__OBIETTIVO 1__:
Copia fedelmente il passo del testo sul consumo di suolo in Trentino che va da "Un percorso complesso" fino a "funzioni ecologiche importanti." compreso.
__OBIETTIVO 2__:
In quali categorie i dati provinciali riportati nel testo sul consumo di suolo in Trentino suddividono il suolo, e con quale percentuale ciascuna?
__OBIETTIVO 3__:
Secondo il testo sul consumo di suolo in Trentino, quanti ettari di suolo sono oggi fortemente antropizzati?

__ESTRATTO DEL DOCUMENTO__:
--- --- ---

Un percorso complesso e ambizioso, quindi, quello intrapreso dal Trentino, come delineato dai relatori che si sono succeduti oggi. Giorgio Tecilla, Giuseppe Altieri e Giulio Orsingher hanno esposto le direttive internazionali ed il quadro locale in materia di suolo ed in particolare le evidenze emerse dalla ricerca realizzata dall’Osservatorio del Paesaggio in Vallagarina. Il suolo è una risorsa non rinnovabile, o rinnovabile in tempi lunghissimi. Non solo: il suolo non è mera superficie. E’ un ecosistema complesso, che svolge anche funzioni ecologiche importanti.
Studiare il consumo di suolo significa studiare da un lato gli aspetti urbanistici, dall’altro quelli naturalistici, relativi all’artificializzazione (o impermeabilizzazione) dei suoli (conformemente all’approccio di ISPRA, con cui l’Osservatorio collabora). Lo studio dell’Osservatorio, peraltro, non si è limitato ad esaminare l’esistente ma ha elaborato delle previsioni per il futuro, sulla base delle previsioni insediative contenute nei Piani regolatori generali, ovvero degli strumenti urbanistici comunali.
A livello provinciale, i dati (che risalgono a 10 anni fa), descrivono un 3,27% di suolo provinciale classificato come urbano, un 10% rurale, un 52% destinato a bosco, un 12% a pascolo e un restante 21% a rocce. Dati che non sembrerebbero particolarmente inquietanti, ma che interessano un territorio dove solo una piccola porzione di suolo, quella dei fondovalle, può essere destinata ad insediamenti. La dinamica di occupazione dei suoli, inoltre, non è pari all’aumento della popolazione (come vorrebbero le normative internazionali). Il consumo di suolo è cresciuto più che proporzionalmente, anche se la velocità di questa crescita negli ultimi anni è rallentata, segno che un qualche segnale di inversione di rotta sta emergendo. In Trentino 21.500 ettari di suoli sono oggi fortemente antropizzati, con picchi in Vallagarina e valle dell’Adige: parliamo di strade, case, fabbriche, anche giardini, ad esempio, cioè di tutto ciò che l’uomo ha prodotto in termini di occupazione dei suoli.

--- --- ---

__INFORMAZIONI FORNITE__:

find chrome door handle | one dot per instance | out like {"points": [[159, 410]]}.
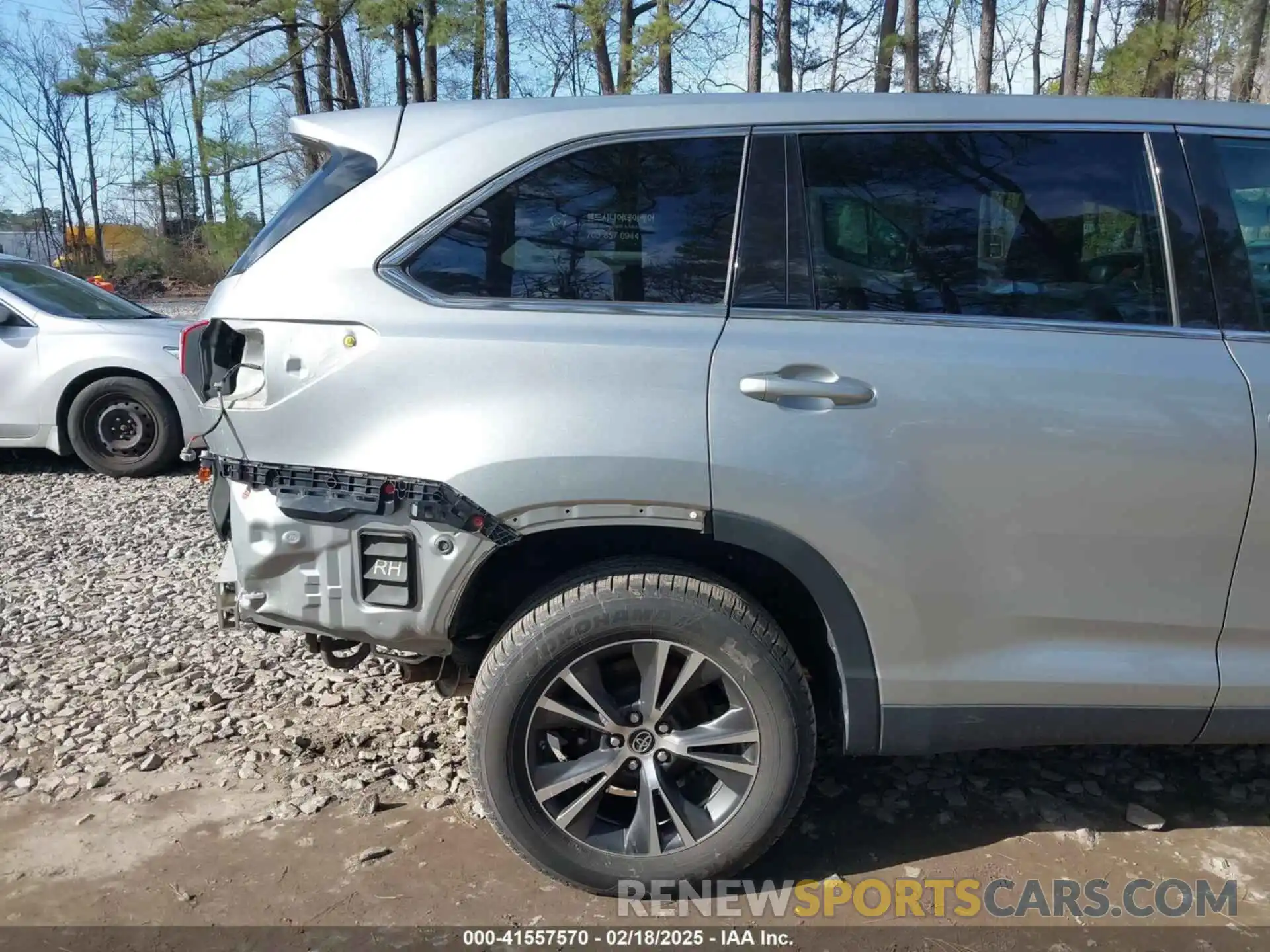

--- --- ---

__RISULTATO CORRETTO 1__:
Un percorso complesso e ambizioso, quindi, quello intrapreso dal Trentino, come delineato dai relatori che si sono succeduti oggi. Giorgio Tecilla, Giuseppe Altieri e Giulio Orsingher hanno esposto le direttive internazionali ed il quadro locale in materia di suolo ed in particolare le evidenze emerse dalla ricerca realizzata dall’Osservatorio del Paesaggio in Vallagarina. Il suolo è una risorsa non rinnovabile, o rinnovabile in tempi lunghissimi. Non solo: il suolo non è mera superficie. E’ un ecosistema complesso, che svolge anche funzioni ecologiche importanti.

__RISULTATO CORRETTO 2__:
urbano (3,27%); rurale (10%); bosco (52%); pascolo (12%); rocce (21%)

__RISULTATO CORRETTO 3__:
21.500 ettari